____ TEXT SECTION

Background information
- Born: 9 February 1973 (age 53) Châtenay-Malabry
- Origin: France
- Genres: Classical
- Occupation: Violinist
- Instrument: Violin
- Years active: 1993–present
- Website: www.davidgrimal.com

= David Grimal =

French violinist

David Grimal (born 1973) is a French violinist.
He started to play the violin at the age of five. He won First Prize in violin and chamber music at the Conservatoire de Paris in 1993. Afterwards he did his postgraduate studies with Régis Pasquier. He also enriched and deepened his musicality by studying with such personalities as Philippe Hirschhorn, Shlomo Mintz, Isaac Stern. He is the son of Egyptologist Nicolas Grimal and the grand-son of Latinist Pierre Grimal. Mathematician Pierre Colmez is Grimal's first cousin.

== Activities ==
David Grimal pursued an international career as a solo violinist, which has seen him performing regularly at venues such as the Orchestre de Paris, Orchestre Philharmonique de Radio France, Russian National Orchestra, Orchestre National de Lyon, Chamber Orchestra of Europe, Berliner Symphoniker, New Japan Philharmonic, Orchestre de l’Opéra de Lyon, Mozarteum Orchestra Salzburg, Jerusalem Symphony Orchestra and Sinfonia Varsovia, under the direction of Christoph Eschenbach, Michel Plasson, Michael Schønwandt, Peter Csaba, Heinrich Schiff, Lawrence Foster, Emmanuel Krivine, Mikhail Pletnev, Rafael Frühbeck de Burgos and Péter Eötvös, Andris Nelsons, Christian Arming, among others.

________
____ DATA SHOWN

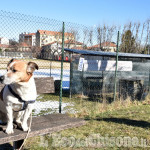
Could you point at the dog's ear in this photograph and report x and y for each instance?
(10, 62)
(31, 66)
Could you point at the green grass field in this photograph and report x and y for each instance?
(113, 122)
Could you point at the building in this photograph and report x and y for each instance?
(94, 76)
(53, 50)
(4, 41)
(105, 46)
(28, 38)
(44, 37)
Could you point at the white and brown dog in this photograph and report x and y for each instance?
(19, 93)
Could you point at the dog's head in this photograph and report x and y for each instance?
(18, 71)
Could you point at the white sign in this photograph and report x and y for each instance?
(81, 63)
(107, 65)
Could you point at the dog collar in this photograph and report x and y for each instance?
(25, 103)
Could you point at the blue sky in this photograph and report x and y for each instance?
(86, 12)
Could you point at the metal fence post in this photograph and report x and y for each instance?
(62, 59)
(115, 82)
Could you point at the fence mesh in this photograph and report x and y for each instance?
(40, 40)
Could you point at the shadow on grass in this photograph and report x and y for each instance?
(129, 122)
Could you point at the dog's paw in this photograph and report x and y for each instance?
(25, 127)
(19, 124)
(9, 131)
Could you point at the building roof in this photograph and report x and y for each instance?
(29, 34)
(73, 42)
(4, 46)
(66, 42)
(46, 32)
(104, 44)
(111, 54)
(23, 44)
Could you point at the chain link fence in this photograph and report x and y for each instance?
(39, 39)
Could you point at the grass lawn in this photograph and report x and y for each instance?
(111, 122)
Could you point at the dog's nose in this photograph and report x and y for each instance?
(1, 79)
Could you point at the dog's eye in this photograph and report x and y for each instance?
(14, 70)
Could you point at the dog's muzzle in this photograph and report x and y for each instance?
(2, 79)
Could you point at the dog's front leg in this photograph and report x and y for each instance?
(27, 113)
(9, 129)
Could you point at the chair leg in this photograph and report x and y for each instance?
(17, 144)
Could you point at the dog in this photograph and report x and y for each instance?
(19, 93)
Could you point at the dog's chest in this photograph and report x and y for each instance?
(17, 107)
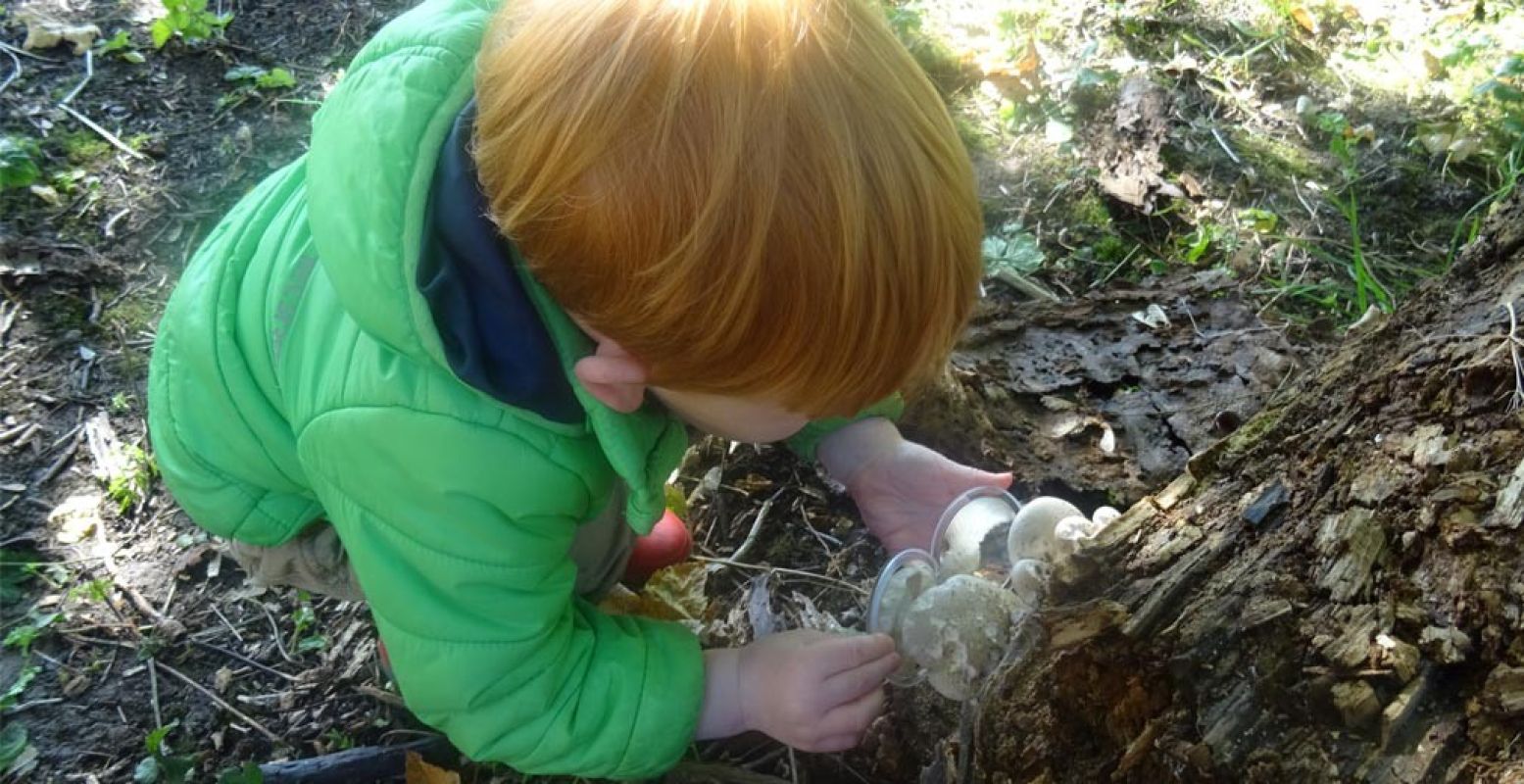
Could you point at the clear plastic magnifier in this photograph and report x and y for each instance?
(959, 540)
(906, 577)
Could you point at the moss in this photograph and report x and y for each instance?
(82, 147)
(131, 316)
(1277, 161)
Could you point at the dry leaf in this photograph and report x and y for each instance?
(420, 772)
(1304, 19)
(1015, 79)
(674, 594)
(46, 34)
(1192, 185)
(76, 517)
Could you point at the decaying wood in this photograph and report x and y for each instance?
(366, 762)
(1334, 592)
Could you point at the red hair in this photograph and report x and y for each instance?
(753, 197)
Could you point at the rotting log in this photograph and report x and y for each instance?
(1332, 594)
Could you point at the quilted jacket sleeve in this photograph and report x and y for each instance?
(459, 537)
(807, 441)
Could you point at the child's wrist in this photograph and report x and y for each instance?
(846, 452)
(724, 711)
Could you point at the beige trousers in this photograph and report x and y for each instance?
(316, 559)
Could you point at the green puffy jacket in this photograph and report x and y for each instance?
(299, 374)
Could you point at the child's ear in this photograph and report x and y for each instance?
(612, 375)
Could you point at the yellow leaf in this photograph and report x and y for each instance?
(1304, 19)
(674, 594)
(420, 772)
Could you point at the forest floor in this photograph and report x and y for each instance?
(1188, 203)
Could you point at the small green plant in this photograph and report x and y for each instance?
(246, 773)
(338, 740)
(162, 766)
(13, 745)
(17, 162)
(29, 630)
(1369, 290)
(129, 487)
(302, 621)
(121, 44)
(250, 81)
(189, 21)
(121, 403)
(24, 679)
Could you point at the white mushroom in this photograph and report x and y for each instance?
(1029, 580)
(959, 551)
(958, 632)
(1032, 534)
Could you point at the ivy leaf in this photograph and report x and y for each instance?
(274, 79)
(161, 30)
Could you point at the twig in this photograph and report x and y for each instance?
(82, 82)
(222, 704)
(274, 630)
(379, 694)
(85, 121)
(16, 74)
(757, 526)
(1518, 367)
(24, 52)
(1026, 285)
(250, 662)
(32, 704)
(104, 133)
(1225, 148)
(779, 569)
(153, 691)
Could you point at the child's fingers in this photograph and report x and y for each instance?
(851, 653)
(837, 743)
(853, 684)
(853, 717)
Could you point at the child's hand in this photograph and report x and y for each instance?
(810, 690)
(900, 487)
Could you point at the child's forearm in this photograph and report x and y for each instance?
(848, 450)
(722, 714)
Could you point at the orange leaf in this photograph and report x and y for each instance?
(420, 772)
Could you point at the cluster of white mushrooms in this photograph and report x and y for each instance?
(955, 609)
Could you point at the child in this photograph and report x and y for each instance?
(442, 361)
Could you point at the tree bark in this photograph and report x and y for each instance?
(1331, 594)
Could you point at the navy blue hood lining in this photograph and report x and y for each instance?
(493, 336)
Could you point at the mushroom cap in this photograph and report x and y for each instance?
(1032, 534)
(966, 523)
(958, 630)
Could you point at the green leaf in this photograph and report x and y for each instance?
(177, 769)
(1012, 249)
(154, 742)
(116, 43)
(161, 30)
(1260, 220)
(239, 74)
(276, 79)
(24, 679)
(249, 773)
(17, 168)
(316, 643)
(147, 770)
(13, 742)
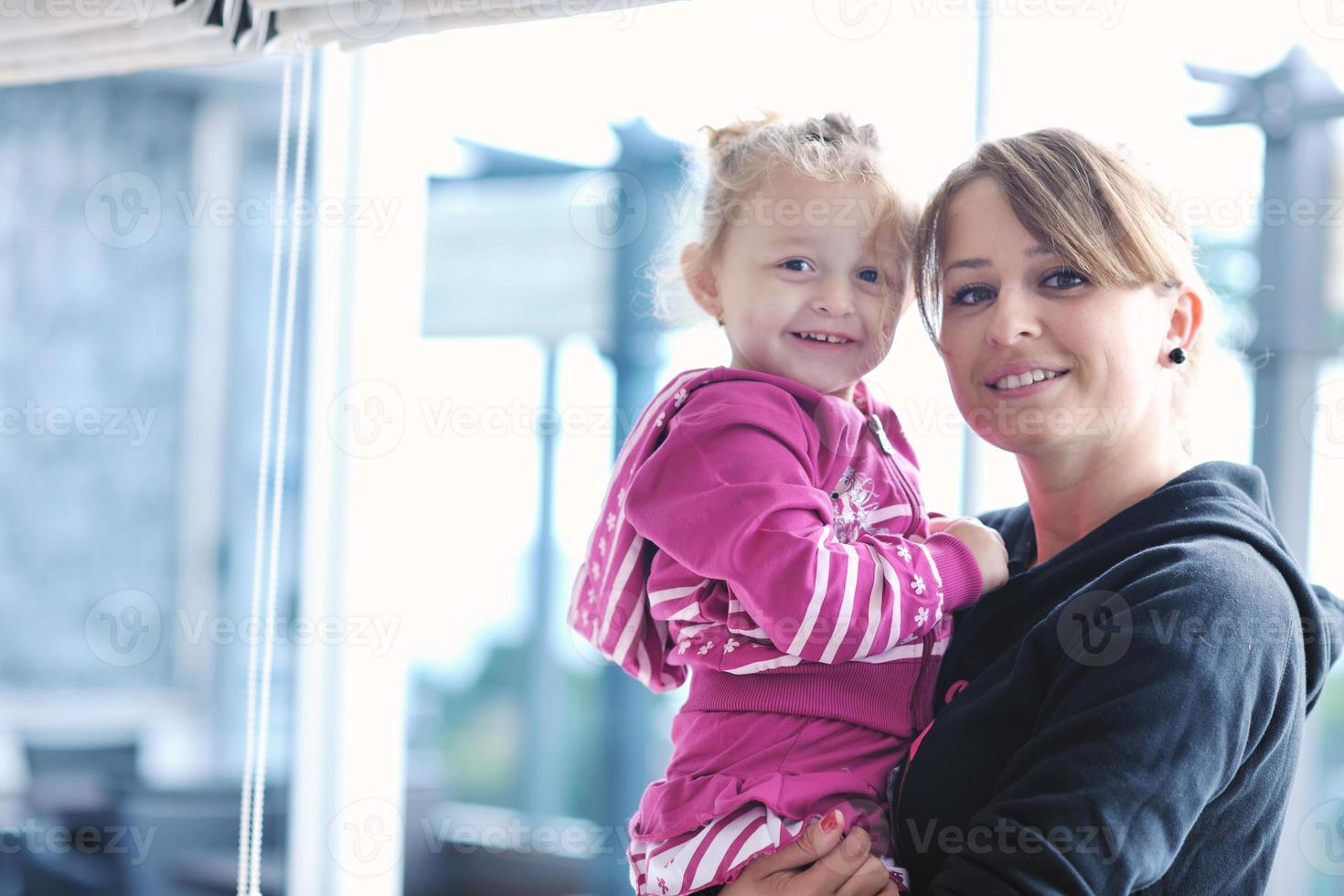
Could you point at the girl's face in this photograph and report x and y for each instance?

________

**EXERCISE INSTRUCTIONS**
A. Rewrite the David Grimal biography, beginning at the words "He started to" and stopping after "Grimal's first cousin.", with "fiddle" in place of "violin".
B. Extend the David Grimal biography, picking up after its last sentence.
The listing is separate material from the David Grimal biography.

**EXERCISE RESULTS**
A.
He started to play the fiddle at the age of five. He won First Prize in fiddle and chamber music at the Conservatoire de Paris in 1993. Afterwards he did his postgraduate studies with Régis Pasquier. He also enriched and deepened his musicality by studying with such personalities as Philippe Hirschhorn, Shlomo Mintz, Isaac Stern. He is the son of Egyptologist Nicolas Grimal and the grand-son of Latinist Pierre Grimal. Mathematician Pierre Colmez is Grimal's first cousin.

B.
He has been the honoured recipient of dedicated works by various composers, among whom are counted Marc-André Dalbavie, Brice Pauset, Thierry Escaich, Jean-François Zygel, Alexander Gasparov, Victor Kissine, Fuminori Tanada, Richard Dubugnon, Ivan Fedele, Philippe Harrowing, Anders Hillborg, Oscar Bianchi, Guillaume Connesson, Frederic Verrières, Richard Dubugnon and Eric Montalbetti.

An indefatigable researcher, he re-examines the early music repertory and in particular explores historically informed performance practice with such musicians as Andreas Staier, Brice Pauset, Mathieu Dupouy and Maude Gratton.

David Grimal teaches violin at the Musikhochschule, in Saarbrücken, Germany. He also presides over many Master Classes and was a member of the jury for the Long-Thibaud International Competition in Paris, in 2010.

He was appointed Chevalier des Arts et des Lettres by the French Ministre de la Culture in 2008.

== Les Dissonances ==
In addition to pursuing his career as a solo artist, David Grimal has been keen to explore more personal projects. The liberty afforded by his collaboration with Les Dissonances has enabled him to develop his inner universe by venturing into repertoires not available to soloists.
With Les Dissonances, he has founded “L’Autre Saison”, a series of concerts performed to the benefit of and with homeless people in the Église Saint-Leu, in the very heart of Paris.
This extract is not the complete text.